• [SHORT PROBLEM]: Please recast the entries below as a JSON list of strings, one string per line with blank lines left out, starting with the line that contains "roof with a point." and going on through the line that contains "(1069, 265)". Include only those lines.

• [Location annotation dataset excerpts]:
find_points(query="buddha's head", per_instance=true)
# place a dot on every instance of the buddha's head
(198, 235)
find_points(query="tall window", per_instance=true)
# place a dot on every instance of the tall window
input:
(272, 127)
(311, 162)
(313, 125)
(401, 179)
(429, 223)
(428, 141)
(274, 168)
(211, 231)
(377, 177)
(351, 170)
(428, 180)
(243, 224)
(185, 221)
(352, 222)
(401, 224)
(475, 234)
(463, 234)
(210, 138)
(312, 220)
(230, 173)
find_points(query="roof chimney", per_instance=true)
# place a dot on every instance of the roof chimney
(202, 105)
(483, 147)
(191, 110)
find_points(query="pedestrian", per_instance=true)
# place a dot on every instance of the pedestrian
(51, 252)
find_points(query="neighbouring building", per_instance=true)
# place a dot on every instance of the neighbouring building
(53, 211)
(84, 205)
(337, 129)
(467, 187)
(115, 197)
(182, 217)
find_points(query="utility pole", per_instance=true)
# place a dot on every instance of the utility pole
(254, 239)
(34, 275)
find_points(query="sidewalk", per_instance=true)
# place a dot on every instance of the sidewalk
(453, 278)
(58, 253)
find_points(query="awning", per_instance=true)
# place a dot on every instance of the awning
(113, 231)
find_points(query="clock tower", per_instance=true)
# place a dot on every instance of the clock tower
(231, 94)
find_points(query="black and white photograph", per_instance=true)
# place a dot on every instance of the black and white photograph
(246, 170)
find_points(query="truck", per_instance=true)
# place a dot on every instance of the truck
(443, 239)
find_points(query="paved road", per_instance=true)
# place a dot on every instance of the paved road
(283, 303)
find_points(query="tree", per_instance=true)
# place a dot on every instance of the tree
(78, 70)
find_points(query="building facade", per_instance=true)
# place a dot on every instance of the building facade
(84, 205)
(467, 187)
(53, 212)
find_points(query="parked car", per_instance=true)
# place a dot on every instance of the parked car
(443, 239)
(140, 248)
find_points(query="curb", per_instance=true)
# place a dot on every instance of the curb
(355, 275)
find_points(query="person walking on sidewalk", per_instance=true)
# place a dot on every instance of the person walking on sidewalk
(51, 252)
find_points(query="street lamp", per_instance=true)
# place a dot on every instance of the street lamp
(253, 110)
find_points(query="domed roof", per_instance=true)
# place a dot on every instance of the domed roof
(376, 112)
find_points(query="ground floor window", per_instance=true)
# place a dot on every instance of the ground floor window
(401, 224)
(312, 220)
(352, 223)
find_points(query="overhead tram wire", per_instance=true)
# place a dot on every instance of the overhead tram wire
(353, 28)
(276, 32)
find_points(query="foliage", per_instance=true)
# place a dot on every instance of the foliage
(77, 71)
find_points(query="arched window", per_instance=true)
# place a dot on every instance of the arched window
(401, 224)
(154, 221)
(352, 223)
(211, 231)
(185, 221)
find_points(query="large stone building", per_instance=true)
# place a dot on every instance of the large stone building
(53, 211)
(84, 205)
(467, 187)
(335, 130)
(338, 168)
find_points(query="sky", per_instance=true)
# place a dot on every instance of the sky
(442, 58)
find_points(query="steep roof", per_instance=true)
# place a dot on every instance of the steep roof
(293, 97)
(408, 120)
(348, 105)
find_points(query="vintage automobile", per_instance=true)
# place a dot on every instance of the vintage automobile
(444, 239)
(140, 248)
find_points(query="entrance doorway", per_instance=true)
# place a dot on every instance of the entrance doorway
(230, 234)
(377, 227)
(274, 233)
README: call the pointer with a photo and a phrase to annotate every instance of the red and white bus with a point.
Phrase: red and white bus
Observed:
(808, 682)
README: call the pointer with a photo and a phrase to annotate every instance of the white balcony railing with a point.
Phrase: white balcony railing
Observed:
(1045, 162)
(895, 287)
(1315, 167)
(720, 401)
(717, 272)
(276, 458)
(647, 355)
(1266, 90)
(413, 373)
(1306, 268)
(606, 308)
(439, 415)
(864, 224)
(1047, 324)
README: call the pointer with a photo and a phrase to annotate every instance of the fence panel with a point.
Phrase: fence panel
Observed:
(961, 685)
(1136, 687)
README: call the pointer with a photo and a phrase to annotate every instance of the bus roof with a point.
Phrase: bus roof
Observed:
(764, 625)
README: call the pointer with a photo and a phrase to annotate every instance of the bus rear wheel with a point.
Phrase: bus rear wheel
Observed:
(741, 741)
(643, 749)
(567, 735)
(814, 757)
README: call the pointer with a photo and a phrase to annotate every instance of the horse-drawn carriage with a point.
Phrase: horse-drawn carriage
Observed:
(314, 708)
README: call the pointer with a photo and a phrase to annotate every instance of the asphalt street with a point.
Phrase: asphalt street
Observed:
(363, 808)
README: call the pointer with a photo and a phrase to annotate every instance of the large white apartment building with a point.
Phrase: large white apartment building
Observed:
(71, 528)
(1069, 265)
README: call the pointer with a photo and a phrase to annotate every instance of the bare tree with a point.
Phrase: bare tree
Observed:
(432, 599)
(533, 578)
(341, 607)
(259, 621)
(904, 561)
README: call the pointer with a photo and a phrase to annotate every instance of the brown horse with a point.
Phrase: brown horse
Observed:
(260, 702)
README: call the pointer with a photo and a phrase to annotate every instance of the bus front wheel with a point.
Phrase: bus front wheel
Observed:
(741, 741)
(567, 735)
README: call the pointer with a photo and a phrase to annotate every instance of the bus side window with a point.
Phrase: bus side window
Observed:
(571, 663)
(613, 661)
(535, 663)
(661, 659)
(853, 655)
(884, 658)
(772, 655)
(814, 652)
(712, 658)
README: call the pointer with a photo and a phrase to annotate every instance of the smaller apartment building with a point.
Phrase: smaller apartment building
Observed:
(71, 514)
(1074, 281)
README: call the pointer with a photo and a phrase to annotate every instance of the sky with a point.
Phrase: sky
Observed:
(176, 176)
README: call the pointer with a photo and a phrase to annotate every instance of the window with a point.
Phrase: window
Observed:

• [EXERCISE RESPONSE]:
[
  "README: call the pointer with a photo and a phrase to annotate every instance of the bus roof with a point.",
  "Phrase: bus roof",
  "Observed:",
  "(764, 625)",
  "README: call the pointer with a photo and a phrase to annotate every instance of the bus rear wheel with a point.",
  "Phrase: bus rear wheel",
  "Observed:",
  "(741, 741)",
  "(643, 749)",
  "(567, 735)",
  "(814, 757)",
  "README: call the pointer with a photo and a phrase to annotate every instance of the horse-drawn carriage with a point.",
  "Phrase: horse-drawn carriage",
  "Observed:",
  "(314, 708)",
  "README: call the pointer with a photo and a phrase to annotate every instance of the asphalt street with a point.",
  "Phrase: asphalt street",
  "Observed:",
  "(363, 808)",
  "README: call the pointer with a photo and a phrase to annotate every instance of the large white apartment building with a point.",
  "Phrase: large white apartment building",
  "Observed:",
  "(71, 528)",
  "(1069, 265)"
]